• **Object location annotation data**:
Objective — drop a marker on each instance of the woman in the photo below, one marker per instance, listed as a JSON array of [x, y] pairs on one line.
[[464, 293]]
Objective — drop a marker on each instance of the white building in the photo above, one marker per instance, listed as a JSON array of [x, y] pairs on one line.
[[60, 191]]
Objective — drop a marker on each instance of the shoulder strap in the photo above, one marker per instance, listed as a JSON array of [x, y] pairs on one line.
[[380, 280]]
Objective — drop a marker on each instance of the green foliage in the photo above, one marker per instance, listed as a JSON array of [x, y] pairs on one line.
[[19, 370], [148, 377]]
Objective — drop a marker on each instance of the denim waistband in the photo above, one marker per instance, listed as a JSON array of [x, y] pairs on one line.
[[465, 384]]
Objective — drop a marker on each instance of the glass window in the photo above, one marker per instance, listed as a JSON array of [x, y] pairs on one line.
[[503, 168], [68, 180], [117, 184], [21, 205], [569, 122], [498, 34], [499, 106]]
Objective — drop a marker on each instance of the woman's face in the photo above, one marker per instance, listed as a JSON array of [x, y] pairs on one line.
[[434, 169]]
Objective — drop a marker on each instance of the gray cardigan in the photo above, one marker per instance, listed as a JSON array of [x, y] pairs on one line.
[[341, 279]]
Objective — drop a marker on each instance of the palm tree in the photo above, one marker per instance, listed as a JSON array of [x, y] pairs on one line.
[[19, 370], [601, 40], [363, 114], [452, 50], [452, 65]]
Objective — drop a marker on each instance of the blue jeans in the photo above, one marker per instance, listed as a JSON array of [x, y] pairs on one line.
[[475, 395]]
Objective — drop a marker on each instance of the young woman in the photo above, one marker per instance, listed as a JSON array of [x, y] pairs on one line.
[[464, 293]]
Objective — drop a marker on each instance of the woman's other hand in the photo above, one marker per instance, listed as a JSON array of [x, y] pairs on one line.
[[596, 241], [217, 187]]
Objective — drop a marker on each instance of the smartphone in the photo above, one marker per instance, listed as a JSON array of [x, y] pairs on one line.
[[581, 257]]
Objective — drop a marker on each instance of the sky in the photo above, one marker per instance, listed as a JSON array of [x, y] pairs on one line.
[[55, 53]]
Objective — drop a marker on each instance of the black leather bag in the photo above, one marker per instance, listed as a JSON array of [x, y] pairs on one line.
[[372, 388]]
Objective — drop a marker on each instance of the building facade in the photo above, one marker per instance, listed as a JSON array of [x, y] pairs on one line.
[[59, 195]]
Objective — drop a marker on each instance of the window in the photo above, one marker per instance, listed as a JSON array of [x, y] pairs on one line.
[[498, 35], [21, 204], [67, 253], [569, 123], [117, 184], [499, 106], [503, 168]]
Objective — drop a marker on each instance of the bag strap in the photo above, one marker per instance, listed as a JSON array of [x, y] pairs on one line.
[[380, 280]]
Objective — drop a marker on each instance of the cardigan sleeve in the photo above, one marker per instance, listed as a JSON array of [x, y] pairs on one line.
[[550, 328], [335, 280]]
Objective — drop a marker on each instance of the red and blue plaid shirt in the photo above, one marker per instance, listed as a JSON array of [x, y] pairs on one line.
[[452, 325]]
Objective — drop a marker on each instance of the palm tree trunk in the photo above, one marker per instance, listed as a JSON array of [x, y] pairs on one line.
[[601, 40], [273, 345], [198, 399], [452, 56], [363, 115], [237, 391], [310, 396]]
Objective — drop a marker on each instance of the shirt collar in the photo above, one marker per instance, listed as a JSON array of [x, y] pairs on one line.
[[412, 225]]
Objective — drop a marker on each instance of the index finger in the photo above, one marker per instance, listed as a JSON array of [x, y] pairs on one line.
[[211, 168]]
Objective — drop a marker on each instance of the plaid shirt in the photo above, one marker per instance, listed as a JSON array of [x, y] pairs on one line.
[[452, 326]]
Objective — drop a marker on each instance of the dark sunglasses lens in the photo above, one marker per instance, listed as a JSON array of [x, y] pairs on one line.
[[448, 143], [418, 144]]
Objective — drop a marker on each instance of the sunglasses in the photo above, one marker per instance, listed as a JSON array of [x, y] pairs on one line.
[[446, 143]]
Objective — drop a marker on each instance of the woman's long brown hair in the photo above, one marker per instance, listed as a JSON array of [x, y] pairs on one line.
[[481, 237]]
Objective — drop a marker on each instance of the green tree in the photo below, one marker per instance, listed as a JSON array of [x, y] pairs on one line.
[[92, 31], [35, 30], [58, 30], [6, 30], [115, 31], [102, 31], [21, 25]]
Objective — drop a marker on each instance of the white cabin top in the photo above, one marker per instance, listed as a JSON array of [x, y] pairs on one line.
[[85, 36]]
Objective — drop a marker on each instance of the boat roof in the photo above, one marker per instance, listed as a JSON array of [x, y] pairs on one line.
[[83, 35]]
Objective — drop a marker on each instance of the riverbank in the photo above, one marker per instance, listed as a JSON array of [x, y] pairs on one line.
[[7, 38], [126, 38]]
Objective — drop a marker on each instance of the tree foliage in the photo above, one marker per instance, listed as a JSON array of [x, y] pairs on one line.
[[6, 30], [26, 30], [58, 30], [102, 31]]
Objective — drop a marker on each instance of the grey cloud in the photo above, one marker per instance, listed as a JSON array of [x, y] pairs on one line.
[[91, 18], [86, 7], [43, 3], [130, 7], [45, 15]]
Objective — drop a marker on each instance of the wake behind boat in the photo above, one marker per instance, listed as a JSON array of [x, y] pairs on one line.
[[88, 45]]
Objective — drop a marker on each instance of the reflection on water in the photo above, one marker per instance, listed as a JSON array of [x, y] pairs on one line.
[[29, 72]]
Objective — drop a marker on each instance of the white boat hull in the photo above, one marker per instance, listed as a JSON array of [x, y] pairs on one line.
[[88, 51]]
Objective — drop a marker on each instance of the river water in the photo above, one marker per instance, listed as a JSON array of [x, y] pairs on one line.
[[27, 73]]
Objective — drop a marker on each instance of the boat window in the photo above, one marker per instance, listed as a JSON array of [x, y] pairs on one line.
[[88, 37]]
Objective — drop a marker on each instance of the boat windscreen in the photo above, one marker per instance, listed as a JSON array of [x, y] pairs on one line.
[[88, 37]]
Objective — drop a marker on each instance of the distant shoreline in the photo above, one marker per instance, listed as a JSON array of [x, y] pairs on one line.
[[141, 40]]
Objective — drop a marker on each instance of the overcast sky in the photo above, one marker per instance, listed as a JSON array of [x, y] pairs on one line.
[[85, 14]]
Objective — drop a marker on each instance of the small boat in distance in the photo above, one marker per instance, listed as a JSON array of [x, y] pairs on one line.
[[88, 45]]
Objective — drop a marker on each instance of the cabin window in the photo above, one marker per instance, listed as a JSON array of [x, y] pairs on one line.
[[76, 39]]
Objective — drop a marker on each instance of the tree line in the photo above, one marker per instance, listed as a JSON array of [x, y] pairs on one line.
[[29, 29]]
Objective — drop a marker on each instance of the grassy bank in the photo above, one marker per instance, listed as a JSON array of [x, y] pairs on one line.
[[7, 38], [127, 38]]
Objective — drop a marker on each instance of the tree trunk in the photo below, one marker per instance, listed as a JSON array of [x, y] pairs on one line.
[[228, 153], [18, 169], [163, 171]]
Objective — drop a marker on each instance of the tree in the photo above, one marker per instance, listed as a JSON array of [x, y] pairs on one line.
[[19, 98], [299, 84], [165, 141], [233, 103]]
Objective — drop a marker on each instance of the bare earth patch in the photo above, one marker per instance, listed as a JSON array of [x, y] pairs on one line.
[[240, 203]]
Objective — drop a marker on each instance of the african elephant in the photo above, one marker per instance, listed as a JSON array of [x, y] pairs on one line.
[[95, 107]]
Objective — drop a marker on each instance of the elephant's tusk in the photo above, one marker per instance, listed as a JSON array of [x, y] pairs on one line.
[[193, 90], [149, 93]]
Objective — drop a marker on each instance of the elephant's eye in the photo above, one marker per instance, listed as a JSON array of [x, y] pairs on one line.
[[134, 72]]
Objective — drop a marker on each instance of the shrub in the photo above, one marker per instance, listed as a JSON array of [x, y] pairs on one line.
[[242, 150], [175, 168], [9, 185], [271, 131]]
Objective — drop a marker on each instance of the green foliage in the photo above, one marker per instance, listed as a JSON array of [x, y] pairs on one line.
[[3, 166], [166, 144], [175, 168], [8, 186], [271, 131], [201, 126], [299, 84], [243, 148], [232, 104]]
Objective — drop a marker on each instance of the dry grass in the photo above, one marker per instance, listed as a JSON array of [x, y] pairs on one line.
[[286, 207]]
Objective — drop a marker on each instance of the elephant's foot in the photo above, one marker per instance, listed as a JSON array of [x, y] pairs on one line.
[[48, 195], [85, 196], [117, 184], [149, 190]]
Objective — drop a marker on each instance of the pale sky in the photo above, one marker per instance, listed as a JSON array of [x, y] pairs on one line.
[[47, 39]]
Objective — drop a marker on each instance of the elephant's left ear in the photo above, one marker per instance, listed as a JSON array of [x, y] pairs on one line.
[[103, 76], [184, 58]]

• **TASK DESCRIPTION**: From the line containing "Objective — drop a marker on each instance of the bare" through the final line of the listing above, retype every line exactly; leave out everything else.

• **WRITTEN SOLUTION**:
Objective — drop a marker on each instance of the bare earth patch in the photo above, one marker per instance, listed as a JSON array of [x, y] pairs on one line.
[[240, 203]]
Objective — drop a marker on each instance of the african elephant in the photo above, one marker per instance, listed as a JSON array of [x, y] pairs on one line.
[[95, 107]]
Objective — drop a marker on each instance of the elephant's tusk in the photo above, one marker per instance, listed as a JSON array of [x, y] pairs on one line.
[[193, 90], [149, 93]]
Objective — drop a marker on each instance of the elephant's eye in the photo above, one marker per instance, listed as a JSON array of [x, y] pairs on one line.
[[134, 72]]
Objective — drop a marker on each instance of the shrub in the photo above, one marker per instance, listed as a JSON array of [x, y] pairs on one line.
[[242, 150], [175, 168], [9, 185], [271, 131]]
Objective — drop a marker on each instance of the green foliage in the photo above, one marker per instance, listed as a JSON array of [x, y] pairs on one line.
[[3, 166], [166, 144], [175, 168], [8, 186], [271, 131], [201, 126], [299, 84], [243, 148], [232, 104]]
Objective — drop a marker on each instance of the dry grass in the photo above, one marker per instance, listed as a JSON array of [x, y] pairs on one line.
[[286, 207]]
Objective — drop a marker on each instance of the elephant's foot in the photo above, one marker per instance, listed as a JSON array of [x, y] pairs on one line.
[[48, 195], [85, 196], [117, 184], [149, 190]]
Objective — drop a marker on each instance of the pale sky in the photo above, one marker per instance, listed as a JSON array of [x, y] pairs on one line.
[[47, 39]]
Objective — drop a marker on each instance of the elephant's left ear in the photo above, one marker per instance, listed as a JSON array of [x, y] pairs on one line.
[[103, 76], [184, 58]]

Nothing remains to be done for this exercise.